• [Exercise description]
Count the lines of the listing below that contain the string "plant", treating uppercase and lowercase as different, and give only that number.

• [Given records]
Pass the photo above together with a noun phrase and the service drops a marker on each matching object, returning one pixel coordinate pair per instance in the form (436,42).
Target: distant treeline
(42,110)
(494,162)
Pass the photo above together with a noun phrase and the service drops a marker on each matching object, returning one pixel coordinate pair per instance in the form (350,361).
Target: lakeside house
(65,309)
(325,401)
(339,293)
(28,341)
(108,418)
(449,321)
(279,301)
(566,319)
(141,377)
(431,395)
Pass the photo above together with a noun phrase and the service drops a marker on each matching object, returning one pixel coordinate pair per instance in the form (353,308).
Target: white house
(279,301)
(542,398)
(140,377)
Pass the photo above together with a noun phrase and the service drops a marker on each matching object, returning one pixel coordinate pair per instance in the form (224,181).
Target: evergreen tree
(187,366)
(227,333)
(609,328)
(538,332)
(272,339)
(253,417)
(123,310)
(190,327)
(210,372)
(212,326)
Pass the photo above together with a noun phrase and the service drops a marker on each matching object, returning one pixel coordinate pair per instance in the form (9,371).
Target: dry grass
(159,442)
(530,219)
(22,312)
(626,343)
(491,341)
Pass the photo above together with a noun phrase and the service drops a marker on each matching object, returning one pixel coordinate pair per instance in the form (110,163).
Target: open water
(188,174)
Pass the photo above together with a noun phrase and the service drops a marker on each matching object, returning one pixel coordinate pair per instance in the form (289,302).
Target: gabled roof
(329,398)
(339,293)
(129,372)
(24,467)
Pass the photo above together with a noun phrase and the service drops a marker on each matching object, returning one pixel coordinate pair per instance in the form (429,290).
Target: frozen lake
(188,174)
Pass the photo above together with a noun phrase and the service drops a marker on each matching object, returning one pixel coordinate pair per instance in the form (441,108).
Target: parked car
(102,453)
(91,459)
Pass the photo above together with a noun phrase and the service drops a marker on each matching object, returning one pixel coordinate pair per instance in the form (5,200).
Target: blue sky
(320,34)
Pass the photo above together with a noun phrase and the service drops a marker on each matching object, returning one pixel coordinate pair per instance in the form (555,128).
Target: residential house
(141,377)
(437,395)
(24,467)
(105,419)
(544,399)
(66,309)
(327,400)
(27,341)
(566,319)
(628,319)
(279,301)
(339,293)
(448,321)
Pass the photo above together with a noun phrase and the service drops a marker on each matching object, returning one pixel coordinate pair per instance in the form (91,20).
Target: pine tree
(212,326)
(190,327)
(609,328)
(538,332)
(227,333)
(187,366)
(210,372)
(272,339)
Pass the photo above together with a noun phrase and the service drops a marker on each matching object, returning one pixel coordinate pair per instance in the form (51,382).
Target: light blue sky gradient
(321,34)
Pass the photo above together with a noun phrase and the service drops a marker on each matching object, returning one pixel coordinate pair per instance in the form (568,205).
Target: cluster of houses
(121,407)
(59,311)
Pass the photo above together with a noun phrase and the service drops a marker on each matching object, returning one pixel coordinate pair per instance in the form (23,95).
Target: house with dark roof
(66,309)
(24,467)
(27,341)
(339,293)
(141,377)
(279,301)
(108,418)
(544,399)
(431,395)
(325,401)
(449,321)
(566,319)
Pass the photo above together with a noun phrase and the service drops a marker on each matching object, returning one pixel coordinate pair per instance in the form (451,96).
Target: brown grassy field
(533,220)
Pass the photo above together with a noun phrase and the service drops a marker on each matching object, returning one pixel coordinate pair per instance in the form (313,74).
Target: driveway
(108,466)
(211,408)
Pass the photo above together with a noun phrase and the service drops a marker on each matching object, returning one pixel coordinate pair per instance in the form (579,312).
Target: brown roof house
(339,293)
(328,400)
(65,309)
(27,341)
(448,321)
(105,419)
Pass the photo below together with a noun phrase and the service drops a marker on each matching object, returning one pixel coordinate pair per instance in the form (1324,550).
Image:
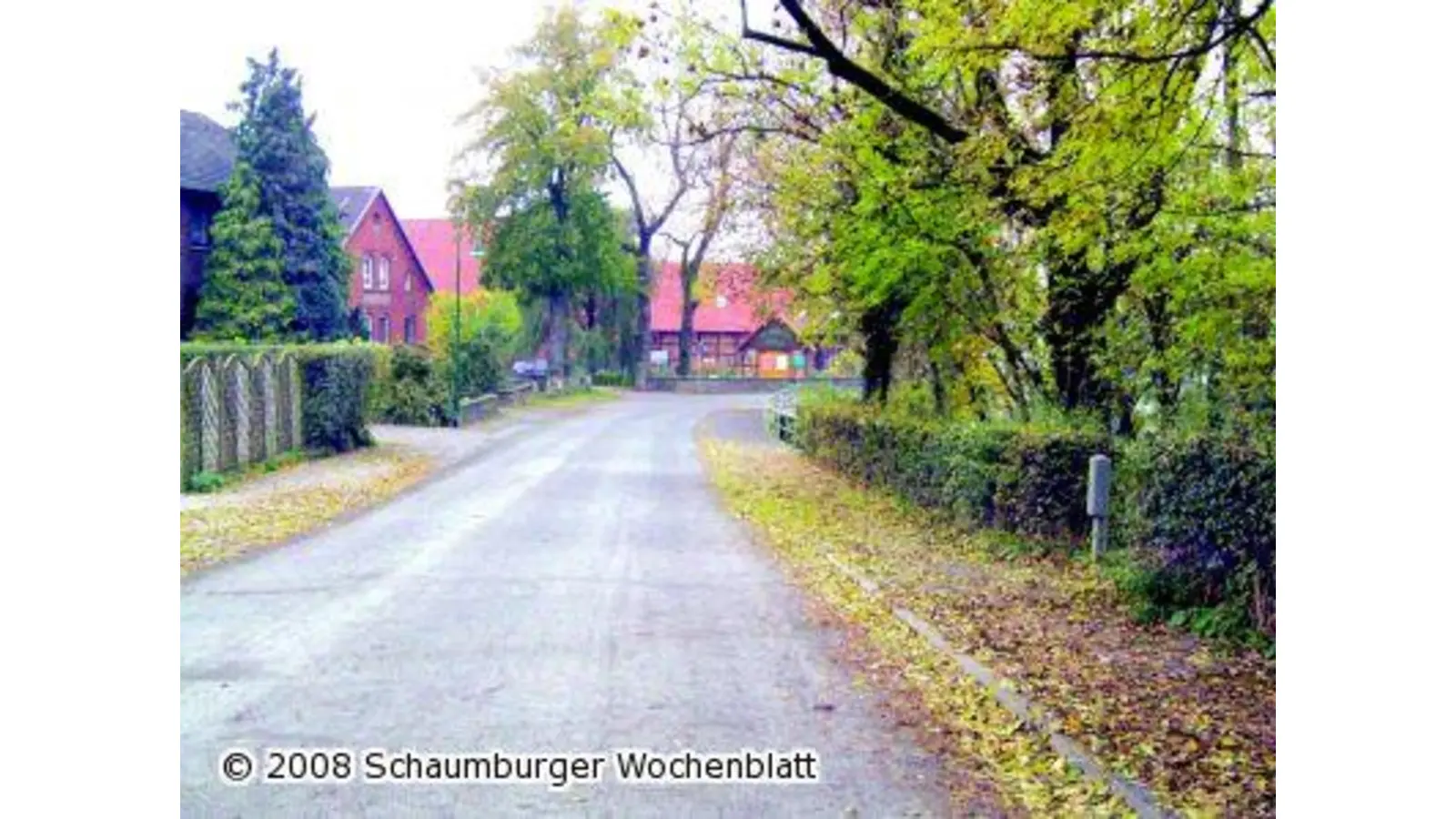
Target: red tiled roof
(434,241)
(744,308)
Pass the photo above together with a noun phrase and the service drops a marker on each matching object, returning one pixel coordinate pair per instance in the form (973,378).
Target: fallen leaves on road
(996,763)
(218,532)
(1194,724)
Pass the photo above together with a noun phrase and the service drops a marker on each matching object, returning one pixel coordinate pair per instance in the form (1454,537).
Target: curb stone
(1136,794)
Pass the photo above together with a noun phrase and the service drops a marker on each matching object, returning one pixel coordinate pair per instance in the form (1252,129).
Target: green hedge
(335,387)
(1194,515)
(1031,481)
(1198,516)
(415,390)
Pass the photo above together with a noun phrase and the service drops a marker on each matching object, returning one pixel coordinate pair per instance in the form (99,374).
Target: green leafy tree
(276,137)
(543,128)
(490,336)
(244,293)
(1075,197)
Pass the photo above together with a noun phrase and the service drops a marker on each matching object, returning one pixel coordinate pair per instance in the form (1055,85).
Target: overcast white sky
(386,82)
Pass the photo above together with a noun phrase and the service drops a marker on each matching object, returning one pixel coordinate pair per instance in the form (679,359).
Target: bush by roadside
(1194,515)
(247,402)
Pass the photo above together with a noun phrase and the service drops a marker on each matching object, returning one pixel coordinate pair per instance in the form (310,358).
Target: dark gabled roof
(353,203)
(207,153)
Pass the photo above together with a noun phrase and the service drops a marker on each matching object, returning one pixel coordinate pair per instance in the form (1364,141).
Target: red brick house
(389,285)
(434,241)
(737,327)
(207,162)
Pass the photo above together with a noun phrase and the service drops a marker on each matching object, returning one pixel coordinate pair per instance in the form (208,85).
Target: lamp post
(455,349)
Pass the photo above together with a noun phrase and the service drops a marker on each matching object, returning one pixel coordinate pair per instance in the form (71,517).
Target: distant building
(207,162)
(389,285)
(739,329)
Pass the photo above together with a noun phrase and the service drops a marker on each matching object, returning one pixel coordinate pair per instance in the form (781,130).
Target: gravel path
(574,589)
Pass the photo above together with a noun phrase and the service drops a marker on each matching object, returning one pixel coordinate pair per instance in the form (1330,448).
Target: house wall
(711,350)
(197,206)
(380,235)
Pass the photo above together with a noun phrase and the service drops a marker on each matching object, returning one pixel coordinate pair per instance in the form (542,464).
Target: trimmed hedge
(1198,518)
(1194,516)
(414,390)
(335,387)
(1026,480)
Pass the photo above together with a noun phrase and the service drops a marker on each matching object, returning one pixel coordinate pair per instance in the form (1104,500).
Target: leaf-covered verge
(229,530)
(995,763)
(204,482)
(1157,705)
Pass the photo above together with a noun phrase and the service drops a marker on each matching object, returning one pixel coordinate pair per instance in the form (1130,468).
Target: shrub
(206,482)
(415,392)
(335,394)
(335,380)
(1194,515)
(1026,480)
(1200,511)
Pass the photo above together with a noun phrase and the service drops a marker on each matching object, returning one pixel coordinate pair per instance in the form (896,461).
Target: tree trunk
(684,339)
(880,329)
(557,317)
(644,319)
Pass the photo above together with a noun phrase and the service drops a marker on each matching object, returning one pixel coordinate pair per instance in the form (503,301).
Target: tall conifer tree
(277,140)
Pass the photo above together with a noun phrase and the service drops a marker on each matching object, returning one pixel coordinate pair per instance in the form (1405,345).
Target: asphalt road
(577,589)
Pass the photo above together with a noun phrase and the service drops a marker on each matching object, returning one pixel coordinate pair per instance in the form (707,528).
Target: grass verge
(995,763)
(1194,724)
(204,482)
(220,532)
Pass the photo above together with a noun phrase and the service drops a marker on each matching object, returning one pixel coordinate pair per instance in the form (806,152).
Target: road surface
(574,591)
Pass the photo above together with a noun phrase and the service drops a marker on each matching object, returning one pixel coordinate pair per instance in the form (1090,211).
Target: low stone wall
(475,410)
(723,387)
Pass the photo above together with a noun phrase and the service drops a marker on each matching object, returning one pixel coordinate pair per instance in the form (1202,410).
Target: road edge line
(1136,794)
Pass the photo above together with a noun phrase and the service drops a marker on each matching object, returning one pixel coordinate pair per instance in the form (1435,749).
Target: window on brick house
(197,230)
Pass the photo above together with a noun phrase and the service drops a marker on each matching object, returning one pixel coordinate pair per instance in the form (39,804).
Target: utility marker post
(1099,486)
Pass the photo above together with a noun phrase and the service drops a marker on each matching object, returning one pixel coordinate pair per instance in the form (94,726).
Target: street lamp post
(455,349)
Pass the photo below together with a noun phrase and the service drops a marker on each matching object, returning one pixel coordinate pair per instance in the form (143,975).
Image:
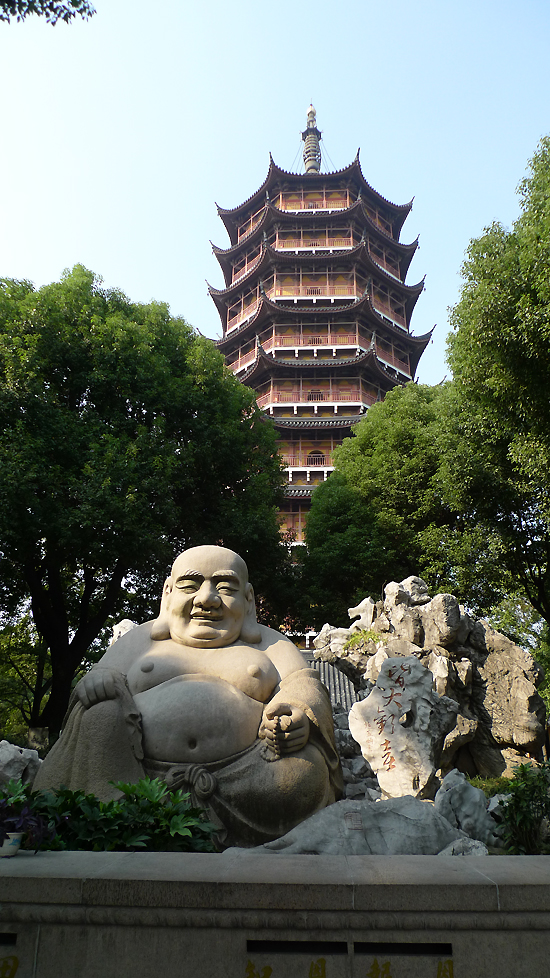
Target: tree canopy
(52,10)
(499,353)
(123,440)
(389,511)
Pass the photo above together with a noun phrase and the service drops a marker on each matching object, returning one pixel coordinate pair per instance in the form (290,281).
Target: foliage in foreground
(499,353)
(148,817)
(526,808)
(123,440)
(389,511)
(52,10)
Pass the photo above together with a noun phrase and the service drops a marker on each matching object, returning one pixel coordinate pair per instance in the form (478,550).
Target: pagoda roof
(269,311)
(272,215)
(265,364)
(231,216)
(272,257)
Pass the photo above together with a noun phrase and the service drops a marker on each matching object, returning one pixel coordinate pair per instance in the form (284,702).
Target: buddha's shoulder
(128,647)
(282,652)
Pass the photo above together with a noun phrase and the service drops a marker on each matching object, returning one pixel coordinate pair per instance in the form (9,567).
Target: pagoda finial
(311,137)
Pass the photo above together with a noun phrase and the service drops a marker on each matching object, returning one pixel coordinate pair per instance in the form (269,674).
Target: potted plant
(18,818)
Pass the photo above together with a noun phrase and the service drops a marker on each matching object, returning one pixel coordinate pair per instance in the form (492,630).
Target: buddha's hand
(285,728)
(95,687)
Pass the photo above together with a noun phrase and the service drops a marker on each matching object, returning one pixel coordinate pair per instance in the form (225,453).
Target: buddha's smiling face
(209,597)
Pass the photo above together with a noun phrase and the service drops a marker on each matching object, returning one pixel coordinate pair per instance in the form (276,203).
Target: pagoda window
(245,263)
(249,223)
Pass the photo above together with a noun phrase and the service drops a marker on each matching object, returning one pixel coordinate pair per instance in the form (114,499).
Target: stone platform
(250,915)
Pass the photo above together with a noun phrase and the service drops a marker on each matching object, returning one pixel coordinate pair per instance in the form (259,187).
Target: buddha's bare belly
(197,718)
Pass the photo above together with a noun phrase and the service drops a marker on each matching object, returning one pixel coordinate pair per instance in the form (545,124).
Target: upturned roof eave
(278,258)
(276,173)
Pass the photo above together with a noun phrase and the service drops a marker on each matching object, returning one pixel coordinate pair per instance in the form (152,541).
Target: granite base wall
(250,915)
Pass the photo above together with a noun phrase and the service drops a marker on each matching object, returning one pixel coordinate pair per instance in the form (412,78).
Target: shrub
(148,817)
(527,805)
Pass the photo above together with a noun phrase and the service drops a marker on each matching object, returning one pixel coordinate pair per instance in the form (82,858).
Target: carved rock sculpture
(397,826)
(501,717)
(210,701)
(465,806)
(401,726)
(18,762)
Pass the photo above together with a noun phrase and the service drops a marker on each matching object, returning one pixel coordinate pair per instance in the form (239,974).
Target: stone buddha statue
(207,699)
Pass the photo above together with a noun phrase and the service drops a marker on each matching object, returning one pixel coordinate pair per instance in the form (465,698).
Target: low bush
(148,817)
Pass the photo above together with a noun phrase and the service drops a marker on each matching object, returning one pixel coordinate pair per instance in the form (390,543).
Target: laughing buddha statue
(209,700)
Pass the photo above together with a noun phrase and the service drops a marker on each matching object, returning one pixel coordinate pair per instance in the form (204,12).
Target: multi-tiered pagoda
(315,311)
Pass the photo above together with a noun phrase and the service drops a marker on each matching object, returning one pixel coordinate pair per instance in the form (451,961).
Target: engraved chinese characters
(401,727)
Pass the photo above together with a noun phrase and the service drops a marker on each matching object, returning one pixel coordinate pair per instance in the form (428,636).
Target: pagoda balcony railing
(392,269)
(297,339)
(295,525)
(242,361)
(307,461)
(307,244)
(250,224)
(309,397)
(335,339)
(311,291)
(243,314)
(325,204)
(245,269)
(386,310)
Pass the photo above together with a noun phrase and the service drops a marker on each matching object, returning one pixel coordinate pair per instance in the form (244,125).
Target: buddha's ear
(250,631)
(160,629)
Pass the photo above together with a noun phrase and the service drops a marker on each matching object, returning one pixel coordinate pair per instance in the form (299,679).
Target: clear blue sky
(120,134)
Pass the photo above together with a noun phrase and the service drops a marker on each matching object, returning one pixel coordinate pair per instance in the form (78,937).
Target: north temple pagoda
(315,311)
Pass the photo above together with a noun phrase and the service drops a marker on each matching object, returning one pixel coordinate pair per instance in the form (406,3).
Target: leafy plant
(361,638)
(148,816)
(18,813)
(491,786)
(528,804)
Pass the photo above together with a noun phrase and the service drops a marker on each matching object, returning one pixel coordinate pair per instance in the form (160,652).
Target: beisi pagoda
(315,311)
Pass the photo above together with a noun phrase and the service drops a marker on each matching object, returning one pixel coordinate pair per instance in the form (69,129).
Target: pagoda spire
(311,137)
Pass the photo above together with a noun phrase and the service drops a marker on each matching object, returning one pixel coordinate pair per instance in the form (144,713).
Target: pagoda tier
(315,311)
(320,191)
(315,231)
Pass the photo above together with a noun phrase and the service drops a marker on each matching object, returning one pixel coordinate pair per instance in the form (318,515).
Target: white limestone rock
(401,726)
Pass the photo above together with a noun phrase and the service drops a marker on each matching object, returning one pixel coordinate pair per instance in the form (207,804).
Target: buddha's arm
(99,683)
(285,725)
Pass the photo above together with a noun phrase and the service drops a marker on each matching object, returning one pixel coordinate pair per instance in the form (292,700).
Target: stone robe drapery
(253,797)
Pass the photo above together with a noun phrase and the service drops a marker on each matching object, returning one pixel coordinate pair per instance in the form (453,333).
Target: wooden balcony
(245,313)
(290,202)
(308,242)
(311,291)
(307,461)
(309,397)
(356,339)
(244,269)
(242,361)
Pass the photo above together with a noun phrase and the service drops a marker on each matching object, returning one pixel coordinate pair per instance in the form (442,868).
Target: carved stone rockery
(401,726)
(493,682)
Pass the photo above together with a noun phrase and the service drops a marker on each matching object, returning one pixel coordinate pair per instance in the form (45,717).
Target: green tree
(499,353)
(123,440)
(52,10)
(390,511)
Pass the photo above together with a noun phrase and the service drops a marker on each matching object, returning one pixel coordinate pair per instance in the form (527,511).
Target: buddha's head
(207,601)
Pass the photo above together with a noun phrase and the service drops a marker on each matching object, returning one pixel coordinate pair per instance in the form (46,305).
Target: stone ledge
(240,914)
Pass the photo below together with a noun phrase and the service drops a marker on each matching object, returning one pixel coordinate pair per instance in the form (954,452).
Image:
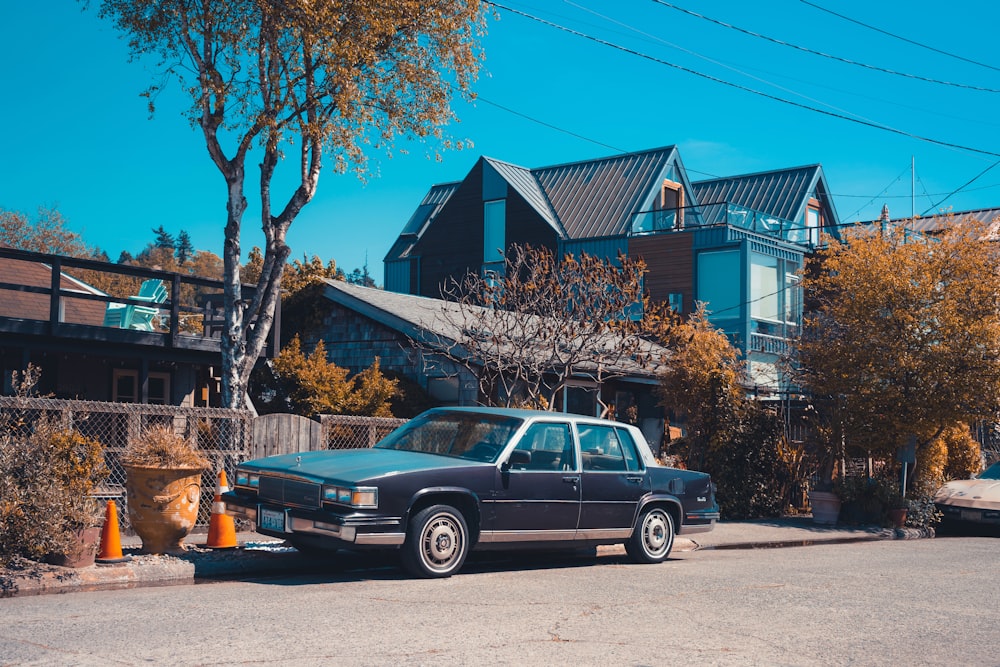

• [Exercise output]
2